-- begin Page text --

|President pro tempore of the United States Senate|
December 6, 1980 – January 3, 1981
|Preceded by||Milton Young|
|Succeeded by||Strom Thurmond|
January 3, 1979 – December 5, 1980
|Preceded by||James Eastland|
|Succeeded by||Milton Young|
|Chair of the Senate Appropriations Committee|
January 3, 1977 – January 3, 1981
|Preceded by||John Little McClellan|
|Succeeded by||Mark Hatfield|
|Chair of the Senate Commerce Committee|
January 3, 1955 – January 3, 1977
|Preceded by||John W. Bricker|
|Succeeded by||Howard Cannon|
|United States Senator|
December 14, 1944 – January 3, 1981
|Appointed by||Arthur B. Langlie|
|Preceded by||Homer Bone|
|Succeeded by||Slade Gorton|
|Member of the U.S. House of Representatives|
from Washington's 1st district
January 3, 1937 – December 13, 1944
|Preceded by||Marion Zioncheck|
|Succeeded by||Emerson DeLacy|
|Member of the Washington House of Representatives|
from the 37th district
January 9, 1933 – January 14, 1935
|Preceded by||George F. Murray|
|Succeeded by||A. Lou Cohen|
|King County Prosecuting Attorney|
January 1, 1935 – January 3, 1937
Warren Grant Magnuson
April 12, 1905
Moorhead, Minnesota, U.S.
|Died||May 20, 1989 (aged 84)|
Seattle, Washington, U.S.
|Resting place||Acacia Memorial Park|
Eleanor Peggy "Peggins" Maddieux
(m. 1928; div. 1935)
|Education||University of North Dakota|
North Dakota Agricultural College
University of Washington (BA, LLB)
|Branch/service||United States Navy|
|Battles/wars||World War II|
Warren Grant "Maggie" Magnuson (April 12, 1905 – May 20, 1989) was an American lawyer and politician who represented the state of Washington in Congress for 44 years, first as a Representative from 1937 to 1944, and then as a senator from 1944 to 1981. Magnuson was a member of the Democratic Party. He was Washington state's longest-serving senator, serving over 36 years in the Senate. During his final two years in office, he was the most senior senator and president pro tempore.
Warren Magnuson was born in Moorhead, Minnesota. His birthdate is supposedly April 12, 1905, but the actual records of his birth are sealed. According to various sources, he never knew his birth parents; they may have died within a month of his birth, or his unmarried mother may have put him up for adoption. William Grant and Emma (née Anderson) Magnuson adopted Warren, and gave him their name. The Magnusons were second-generation Scandinavian immigrants who operated a bar in Moorhead, and adopted a daughter, Clara, a year after adopting Warren. His adoptive father left the family in 1921.

-- end Page text --
-- begin Provided information --

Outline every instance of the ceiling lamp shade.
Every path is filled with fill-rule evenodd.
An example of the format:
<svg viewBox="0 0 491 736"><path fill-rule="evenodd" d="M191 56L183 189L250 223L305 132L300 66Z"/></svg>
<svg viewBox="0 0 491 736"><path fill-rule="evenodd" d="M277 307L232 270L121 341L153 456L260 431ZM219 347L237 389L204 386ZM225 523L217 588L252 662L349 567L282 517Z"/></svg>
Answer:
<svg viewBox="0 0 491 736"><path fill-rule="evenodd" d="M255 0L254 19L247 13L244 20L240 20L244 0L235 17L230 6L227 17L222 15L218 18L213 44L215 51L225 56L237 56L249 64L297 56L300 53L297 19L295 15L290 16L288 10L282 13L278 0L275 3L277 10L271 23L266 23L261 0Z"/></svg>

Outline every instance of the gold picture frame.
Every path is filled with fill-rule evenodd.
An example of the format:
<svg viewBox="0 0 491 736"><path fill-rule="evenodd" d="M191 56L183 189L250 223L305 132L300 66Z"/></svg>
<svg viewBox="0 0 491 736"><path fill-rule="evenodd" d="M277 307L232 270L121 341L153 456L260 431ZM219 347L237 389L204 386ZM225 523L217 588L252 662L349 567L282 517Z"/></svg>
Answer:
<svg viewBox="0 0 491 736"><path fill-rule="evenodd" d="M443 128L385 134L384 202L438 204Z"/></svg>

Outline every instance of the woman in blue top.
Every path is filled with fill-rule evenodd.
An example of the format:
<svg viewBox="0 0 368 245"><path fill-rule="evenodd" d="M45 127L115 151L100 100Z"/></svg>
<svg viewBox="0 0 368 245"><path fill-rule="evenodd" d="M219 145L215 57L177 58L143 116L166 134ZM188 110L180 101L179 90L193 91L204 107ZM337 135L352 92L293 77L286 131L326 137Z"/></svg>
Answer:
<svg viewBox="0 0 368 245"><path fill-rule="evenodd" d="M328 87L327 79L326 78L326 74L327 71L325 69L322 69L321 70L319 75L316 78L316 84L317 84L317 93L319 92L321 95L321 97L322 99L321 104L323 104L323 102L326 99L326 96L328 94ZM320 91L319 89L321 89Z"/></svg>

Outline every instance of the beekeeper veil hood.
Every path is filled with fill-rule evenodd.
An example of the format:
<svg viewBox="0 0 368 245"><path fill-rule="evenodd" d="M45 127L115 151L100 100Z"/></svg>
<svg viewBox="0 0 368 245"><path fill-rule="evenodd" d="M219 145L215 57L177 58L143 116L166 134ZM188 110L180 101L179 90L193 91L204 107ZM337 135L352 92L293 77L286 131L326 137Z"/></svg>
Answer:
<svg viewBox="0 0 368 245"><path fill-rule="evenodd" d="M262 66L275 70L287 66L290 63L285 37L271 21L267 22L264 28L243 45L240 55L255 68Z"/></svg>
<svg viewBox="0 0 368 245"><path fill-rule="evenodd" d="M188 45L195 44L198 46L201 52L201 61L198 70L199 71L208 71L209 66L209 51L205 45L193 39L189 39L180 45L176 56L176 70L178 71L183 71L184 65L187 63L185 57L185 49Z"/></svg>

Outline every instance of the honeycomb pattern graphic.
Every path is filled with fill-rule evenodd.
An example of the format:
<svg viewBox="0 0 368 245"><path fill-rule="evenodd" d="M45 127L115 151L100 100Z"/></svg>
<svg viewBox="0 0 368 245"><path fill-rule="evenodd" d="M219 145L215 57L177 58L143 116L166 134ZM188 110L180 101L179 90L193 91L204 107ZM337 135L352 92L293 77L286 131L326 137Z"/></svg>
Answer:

-- end Provided information --

**Problem requirements:**
Answer these from the Magnuson page text above, one line for each:
(a) Who appointed Magnuson as a United States Senator?
(b) Who succeeded him as Chair of the Senate Appropriations Committee?
(c) In what year did his adoptive father leave the family?

**Output:**
(a) Arthur B. Langlie
(b) Mark Hatfield
(c) 1921